Instructions for the task: Reproduce the data from the beginning through the line containing "342 68 L 374", both lines included, and increase every coordinate in the answer outlines by 5. Copy all other lines unchanged and leave out the pictures.

%%

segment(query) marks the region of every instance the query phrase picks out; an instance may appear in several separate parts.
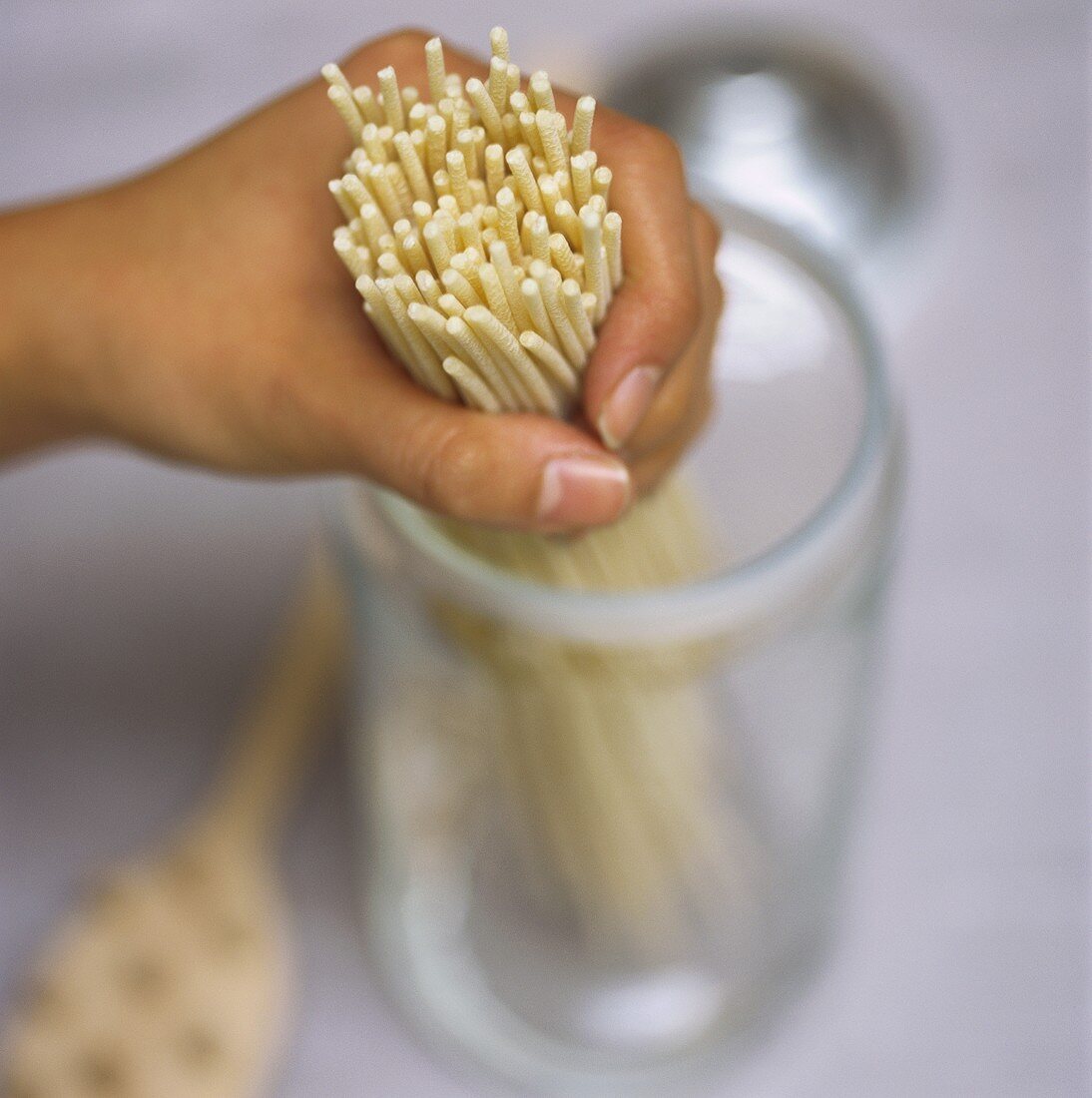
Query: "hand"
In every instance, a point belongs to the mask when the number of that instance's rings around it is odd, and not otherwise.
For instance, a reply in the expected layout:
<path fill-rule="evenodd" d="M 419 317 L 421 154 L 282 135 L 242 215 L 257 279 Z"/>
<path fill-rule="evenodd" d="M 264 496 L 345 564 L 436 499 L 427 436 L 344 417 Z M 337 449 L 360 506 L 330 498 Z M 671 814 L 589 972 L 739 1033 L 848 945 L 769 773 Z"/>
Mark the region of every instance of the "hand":
<path fill-rule="evenodd" d="M 342 68 L 374 86 L 394 65 L 427 88 L 426 38 L 376 40 Z M 447 56 L 464 78 L 485 71 Z M 572 117 L 572 97 L 558 105 Z M 386 355 L 330 247 L 326 182 L 349 141 L 315 80 L 148 175 L 4 219 L 20 278 L 0 300 L 23 335 L 8 348 L 22 410 L 19 429 L 0 419 L 8 451 L 105 435 L 225 470 L 359 473 L 485 523 L 612 520 L 707 414 L 721 292 L 718 231 L 687 198 L 672 142 L 599 108 L 593 144 L 613 171 L 626 281 L 583 426 L 446 404 Z"/>

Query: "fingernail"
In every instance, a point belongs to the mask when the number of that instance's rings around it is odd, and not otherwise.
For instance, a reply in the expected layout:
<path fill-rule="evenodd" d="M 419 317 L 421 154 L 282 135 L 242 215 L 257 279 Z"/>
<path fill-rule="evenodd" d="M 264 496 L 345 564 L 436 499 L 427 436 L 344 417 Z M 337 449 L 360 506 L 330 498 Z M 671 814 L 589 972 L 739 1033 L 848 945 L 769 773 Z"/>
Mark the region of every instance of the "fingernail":
<path fill-rule="evenodd" d="M 549 526 L 595 526 L 617 518 L 629 497 L 630 474 L 620 461 L 554 458 L 542 470 L 538 516 Z"/>
<path fill-rule="evenodd" d="M 663 372 L 654 366 L 639 366 L 615 385 L 598 421 L 599 437 L 611 450 L 624 446 L 637 430 L 637 425 L 649 411 Z"/>

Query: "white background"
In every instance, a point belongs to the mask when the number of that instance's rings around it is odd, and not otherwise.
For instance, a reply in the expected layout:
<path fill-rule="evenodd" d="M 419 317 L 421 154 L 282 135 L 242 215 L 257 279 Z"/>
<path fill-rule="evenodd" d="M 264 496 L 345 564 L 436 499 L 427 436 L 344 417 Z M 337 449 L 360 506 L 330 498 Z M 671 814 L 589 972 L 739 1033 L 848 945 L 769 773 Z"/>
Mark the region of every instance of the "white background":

%%

Exercise solution:
segment(query) marks the region of every instance the query phrase picks out; an instance may appear in several separate parts.
Query: "hand"
In every instance, a point belongs to the mask when the number of that instance's rings around it is odd, and not otherwise.
For instance, a reply in the expected layout:
<path fill-rule="evenodd" d="M 419 317 L 421 154 L 282 135 L 242 215 L 257 279 Z"/>
<path fill-rule="evenodd" d="M 264 496 L 345 564 L 436 499 L 427 436 L 344 417 Z M 337 449 L 360 506 L 330 498 Z M 671 814 L 589 972 L 739 1033 L 848 945 L 769 773 Z"/>
Mark the region of every instance of the "hand":
<path fill-rule="evenodd" d="M 347 73 L 379 91 L 399 70 L 432 93 L 431 43 L 381 45 Z M 452 61 L 469 83 L 490 76 Z M 577 122 L 577 102 L 563 110 Z M 391 360 L 335 252 L 331 187 L 354 146 L 320 85 L 153 180 L 9 224 L 25 283 L 5 305 L 28 340 L 13 353 L 27 415 L 24 434 L 5 424 L 13 456 L 110 440 L 230 475 L 364 478 L 490 528 L 617 525 L 712 419 L 726 297 L 723 236 L 692 203 L 677 147 L 604 113 L 598 149 L 618 176 L 631 286 L 588 431 L 451 409 Z"/>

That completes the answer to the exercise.